Officials at a San Fernando Valley hospital urged the Los Angeles City Council on Tuesday to allow construction to resume on a $180-million expansion, saying the project is caught in a legal and political quagmire that is putting emergency care and jobs at risk.
Critics of the project, which include the Service Employees International Union and a handful of neighborhood groups in Mission Hills, contended that the hospital had failed to fully address traffic, parking, safety and environmental concerns.
A judge last month ordered Providence Holy Cross Medical Center to halt work on a four-story patient care wing until the council reexamines the expansion and decides whether more environmental review is needed.
At a news conference Tuesday, hospital officials said the closure of 11 emergency rooms throughout Los Angeles County since 2002 -- including the loss of more than 400 hospital beds in the Valley -- was straining their ability to respond in a crisis.
The number of patients passing through Providence Holy Cross' emergency room each year has increased from about 29,000 to about 65,000, ER Director Kelly Kurcz said.
• • •
(Task A) Translate this sentence from the hospital expansion article into Spanish: "The number of patients passing through Providence Holy Cross' emergency room each year has increased from about 29,000 to about 65,000, ER Director Kelly Kurcz said."
(Task B) Reproduce the hospital expansion article between "Officials at a" and "jobs at risk.", inclusive.
Rely only on the hospital expansion article for everything that follows it.
• • •
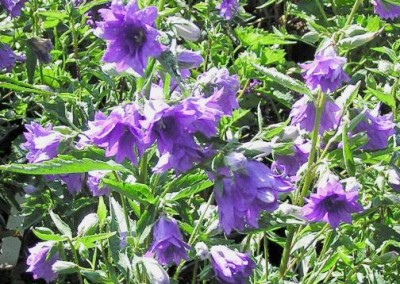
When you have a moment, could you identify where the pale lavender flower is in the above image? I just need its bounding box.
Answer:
[95,0,163,75]
[0,0,28,17]
[26,242,59,282]
[289,96,340,135]
[218,0,239,20]
[22,122,62,163]
[371,0,400,20]
[300,45,350,93]
[87,171,110,196]
[210,245,256,284]
[146,216,190,265]
[302,174,363,228]
[353,104,395,150]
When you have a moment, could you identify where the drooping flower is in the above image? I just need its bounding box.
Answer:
[302,174,363,228]
[289,96,340,135]
[87,171,110,196]
[353,104,395,150]
[209,156,293,234]
[84,104,147,165]
[275,138,311,176]
[194,67,239,115]
[26,242,59,282]
[218,0,239,20]
[210,245,256,284]
[95,0,163,75]
[146,216,190,265]
[300,45,350,93]
[0,43,23,72]
[22,122,62,163]
[371,0,400,20]
[0,0,28,18]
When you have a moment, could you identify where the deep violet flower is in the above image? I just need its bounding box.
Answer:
[194,67,239,115]
[371,0,400,20]
[0,43,24,72]
[209,155,293,234]
[87,171,110,196]
[289,96,340,134]
[218,0,239,20]
[300,45,350,93]
[146,216,190,265]
[22,122,61,163]
[95,0,163,75]
[302,174,363,228]
[275,138,311,176]
[353,104,395,150]
[81,104,147,165]
[0,0,28,18]
[26,242,59,282]
[210,245,256,284]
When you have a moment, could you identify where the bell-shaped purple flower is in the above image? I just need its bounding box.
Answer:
[95,0,163,75]
[209,156,293,234]
[81,104,147,165]
[302,174,363,228]
[353,104,395,150]
[371,0,400,20]
[0,0,28,17]
[146,216,190,265]
[26,242,59,282]
[300,45,350,93]
[218,0,239,20]
[289,96,340,135]
[22,122,62,163]
[210,245,256,284]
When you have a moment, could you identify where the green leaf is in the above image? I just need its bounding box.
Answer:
[0,155,127,175]
[102,178,156,204]
[254,65,312,98]
[50,210,72,238]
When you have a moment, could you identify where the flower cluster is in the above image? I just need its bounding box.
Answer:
[210,155,293,234]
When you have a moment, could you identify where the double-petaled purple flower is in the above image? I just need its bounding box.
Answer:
[84,104,147,165]
[289,96,340,134]
[371,0,400,20]
[302,174,363,228]
[22,122,62,163]
[353,104,395,150]
[300,45,350,93]
[210,245,256,284]
[26,242,59,282]
[146,216,190,265]
[209,155,293,234]
[218,0,239,20]
[96,0,163,75]
[0,0,28,18]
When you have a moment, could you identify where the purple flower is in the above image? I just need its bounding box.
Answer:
[22,122,61,163]
[87,171,110,196]
[300,45,350,93]
[210,245,256,284]
[0,43,23,72]
[275,138,311,176]
[353,104,395,150]
[289,96,340,135]
[194,67,239,115]
[95,0,163,75]
[146,216,190,265]
[218,0,239,20]
[371,0,400,20]
[26,242,59,282]
[85,104,147,165]
[209,156,293,234]
[302,174,363,228]
[0,0,28,17]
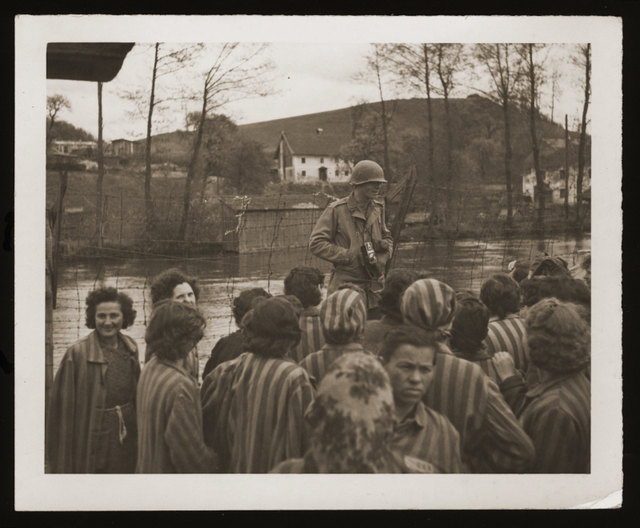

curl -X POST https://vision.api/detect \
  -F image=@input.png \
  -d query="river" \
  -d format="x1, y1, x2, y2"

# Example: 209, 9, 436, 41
53, 235, 591, 380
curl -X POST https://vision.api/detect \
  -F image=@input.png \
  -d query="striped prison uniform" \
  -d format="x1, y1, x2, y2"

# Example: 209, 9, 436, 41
505, 370, 591, 473
300, 343, 366, 388
423, 350, 535, 473
392, 402, 464, 473
136, 356, 216, 473
484, 314, 529, 373
144, 346, 200, 383
290, 306, 324, 363
200, 352, 314, 473
453, 349, 500, 385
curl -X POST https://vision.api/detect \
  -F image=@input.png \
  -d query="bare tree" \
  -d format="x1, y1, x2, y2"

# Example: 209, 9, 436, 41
518, 44, 545, 233
576, 44, 591, 226
434, 44, 464, 221
383, 43, 436, 192
47, 94, 71, 150
96, 82, 104, 248
178, 42, 271, 240
123, 42, 202, 236
474, 43, 522, 227
363, 44, 393, 186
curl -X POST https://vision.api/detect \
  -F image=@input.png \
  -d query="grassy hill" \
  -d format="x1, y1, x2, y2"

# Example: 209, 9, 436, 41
144, 95, 590, 188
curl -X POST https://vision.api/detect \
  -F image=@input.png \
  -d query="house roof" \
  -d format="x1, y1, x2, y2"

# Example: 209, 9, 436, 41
47, 42, 133, 82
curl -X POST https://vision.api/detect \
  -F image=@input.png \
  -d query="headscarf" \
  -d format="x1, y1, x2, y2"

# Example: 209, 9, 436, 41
320, 288, 367, 345
400, 279, 456, 337
305, 352, 400, 473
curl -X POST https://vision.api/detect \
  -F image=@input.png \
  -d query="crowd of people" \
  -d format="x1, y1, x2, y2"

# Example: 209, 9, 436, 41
46, 160, 591, 473
46, 256, 590, 473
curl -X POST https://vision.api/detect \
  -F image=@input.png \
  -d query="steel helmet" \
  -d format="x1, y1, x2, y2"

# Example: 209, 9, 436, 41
349, 160, 387, 185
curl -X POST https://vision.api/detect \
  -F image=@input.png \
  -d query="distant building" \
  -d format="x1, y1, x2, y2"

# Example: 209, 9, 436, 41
49, 139, 98, 155
109, 139, 144, 157
274, 128, 351, 183
522, 167, 591, 204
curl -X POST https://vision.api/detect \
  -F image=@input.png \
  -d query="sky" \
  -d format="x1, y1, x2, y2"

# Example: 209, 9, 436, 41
46, 42, 583, 140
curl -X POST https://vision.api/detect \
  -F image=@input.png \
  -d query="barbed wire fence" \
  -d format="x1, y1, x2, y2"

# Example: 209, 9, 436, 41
47, 171, 590, 382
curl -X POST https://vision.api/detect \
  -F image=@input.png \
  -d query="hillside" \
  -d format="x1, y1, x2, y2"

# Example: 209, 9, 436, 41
144, 95, 590, 183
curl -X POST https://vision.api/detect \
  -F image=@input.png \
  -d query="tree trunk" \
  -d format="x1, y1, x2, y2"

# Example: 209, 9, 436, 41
96, 82, 104, 248
576, 44, 591, 226
422, 44, 438, 210
144, 42, 159, 238
178, 87, 207, 241
528, 44, 545, 233
502, 101, 513, 227
564, 114, 569, 220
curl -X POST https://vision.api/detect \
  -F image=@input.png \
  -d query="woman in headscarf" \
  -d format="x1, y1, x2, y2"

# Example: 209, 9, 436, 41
271, 352, 430, 473
494, 298, 591, 473
300, 284, 367, 384
46, 287, 140, 473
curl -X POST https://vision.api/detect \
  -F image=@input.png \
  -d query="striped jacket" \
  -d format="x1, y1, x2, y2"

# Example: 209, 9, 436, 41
453, 348, 500, 385
362, 314, 402, 355
200, 352, 314, 473
136, 356, 216, 473
423, 352, 535, 473
392, 402, 464, 473
505, 371, 591, 473
484, 314, 529, 373
291, 306, 324, 363
299, 343, 365, 386
45, 331, 140, 473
• • •
(Solution A) El número de pacientes que pasan cada año por la sala de emergencias de Providence Holy Cross ha aumentado de unos 29.000 a unos 65.000, según dijo Kelly Kurcz, quien dirige la sala de emergencias.

(Solution B)
Officials at a San Fernando Valley hospital urged the Los Angeles City Council on Tuesday to allow construction to resume on a $180-million expansion, saying the project is caught in a legal and political quagmire that is putting emergency care and jobs at risk.